> [Written exercise A]:
In the passage about finding idols through painful emotions, where does a fisherman looking for fish know to go?

A final test is for anyone to use. Look at your most uncontrollable emotions. Just as a fisherman looking for fish knows to go where the water is roiling, look for your idols at the bottom of painful emotions, especially those that never seem to lift and that drive you to do things you know are wrong. If you are angry, ask, "Is there something here too important to me, something I am telling myself I have to have at all costs?" Do the same thing about strong fear or despair and guilt. Ask yourself "Am I so scared, because something is being threatened, which I think is a necessity when it is not? Am I so down on myself because I have lost or failed at something which I think is a necessity when it is not?" If you are over-working, driving yourself into the ground with frantic activity, ask yourself, "Do I feel that I must have this thing to be fulfilled and significant?" When you ask questions like that, when you "pull your emotions up by the roots," as it were, sometimes you will find your idols clinging to them.

> [Written exercise B]:
From the records, list as a numbered list only the lines from the one with "Would you mind boxing the palm tree trunk?" through the one with "[50,197,589,234]", both included, leaving out blank lines.

> [Supplied records]:
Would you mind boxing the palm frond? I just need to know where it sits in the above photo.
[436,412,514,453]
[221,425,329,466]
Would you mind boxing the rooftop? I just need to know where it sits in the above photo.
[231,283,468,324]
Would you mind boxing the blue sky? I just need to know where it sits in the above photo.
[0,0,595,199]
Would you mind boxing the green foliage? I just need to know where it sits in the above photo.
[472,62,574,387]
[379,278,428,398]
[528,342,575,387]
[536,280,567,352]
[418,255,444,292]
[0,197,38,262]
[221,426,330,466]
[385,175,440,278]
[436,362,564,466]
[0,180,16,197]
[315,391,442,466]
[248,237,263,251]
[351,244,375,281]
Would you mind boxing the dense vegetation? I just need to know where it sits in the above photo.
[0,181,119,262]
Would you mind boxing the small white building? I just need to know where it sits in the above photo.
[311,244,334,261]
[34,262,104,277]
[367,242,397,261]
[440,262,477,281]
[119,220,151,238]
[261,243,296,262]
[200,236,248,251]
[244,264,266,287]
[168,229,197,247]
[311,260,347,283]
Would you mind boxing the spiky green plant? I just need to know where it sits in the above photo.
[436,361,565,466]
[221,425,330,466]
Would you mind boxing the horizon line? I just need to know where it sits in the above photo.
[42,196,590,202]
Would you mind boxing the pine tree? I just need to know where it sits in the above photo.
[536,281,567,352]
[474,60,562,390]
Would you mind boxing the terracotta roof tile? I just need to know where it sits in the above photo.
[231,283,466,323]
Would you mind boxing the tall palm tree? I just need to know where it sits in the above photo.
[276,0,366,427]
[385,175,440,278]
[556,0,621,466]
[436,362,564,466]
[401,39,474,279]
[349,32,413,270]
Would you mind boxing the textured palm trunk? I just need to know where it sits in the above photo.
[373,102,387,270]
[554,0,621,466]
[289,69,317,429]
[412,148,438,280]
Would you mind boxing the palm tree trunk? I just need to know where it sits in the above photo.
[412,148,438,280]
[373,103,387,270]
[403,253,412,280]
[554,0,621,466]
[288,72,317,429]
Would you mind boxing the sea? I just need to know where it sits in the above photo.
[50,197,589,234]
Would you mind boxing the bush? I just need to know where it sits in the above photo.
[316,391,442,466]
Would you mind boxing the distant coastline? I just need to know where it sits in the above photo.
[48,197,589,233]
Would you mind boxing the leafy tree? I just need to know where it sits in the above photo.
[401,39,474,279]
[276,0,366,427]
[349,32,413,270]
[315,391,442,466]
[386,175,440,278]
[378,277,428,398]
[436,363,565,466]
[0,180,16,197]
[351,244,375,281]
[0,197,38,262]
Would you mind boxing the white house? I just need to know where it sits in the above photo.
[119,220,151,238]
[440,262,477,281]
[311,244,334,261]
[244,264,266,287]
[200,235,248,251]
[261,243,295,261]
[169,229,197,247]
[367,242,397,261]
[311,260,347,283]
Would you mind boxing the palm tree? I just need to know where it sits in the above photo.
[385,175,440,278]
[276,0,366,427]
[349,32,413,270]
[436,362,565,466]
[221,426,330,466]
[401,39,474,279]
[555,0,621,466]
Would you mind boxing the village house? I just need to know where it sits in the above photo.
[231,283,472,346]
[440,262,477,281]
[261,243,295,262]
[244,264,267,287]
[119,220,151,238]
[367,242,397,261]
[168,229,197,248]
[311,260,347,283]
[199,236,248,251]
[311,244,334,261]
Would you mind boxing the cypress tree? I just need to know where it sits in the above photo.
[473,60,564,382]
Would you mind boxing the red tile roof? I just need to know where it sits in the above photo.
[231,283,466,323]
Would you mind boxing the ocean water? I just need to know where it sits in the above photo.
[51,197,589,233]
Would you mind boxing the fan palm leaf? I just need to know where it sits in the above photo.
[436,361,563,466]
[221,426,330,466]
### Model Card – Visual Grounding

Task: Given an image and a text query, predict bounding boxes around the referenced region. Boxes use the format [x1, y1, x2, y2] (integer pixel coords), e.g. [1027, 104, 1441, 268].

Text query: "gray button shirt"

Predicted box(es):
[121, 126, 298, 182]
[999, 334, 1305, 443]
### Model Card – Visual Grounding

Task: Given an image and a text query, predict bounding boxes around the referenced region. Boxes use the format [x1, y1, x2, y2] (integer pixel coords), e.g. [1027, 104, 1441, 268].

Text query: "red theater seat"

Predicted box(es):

> [Task result A]:
Where the water is roiling.

> [Task result B]:
1. Would you mind boxing the palm tree trunk? I just need to know where it sits in the above photo.
2. [412,148,438,280]
3. [373,103,387,270]
4. [403,253,412,280]
5. [554,0,621,466]
6. [288,72,317,429]
7. Would you mind boxing the sea? I just need to know where it sits in the above photo.
8. [50,197,589,234]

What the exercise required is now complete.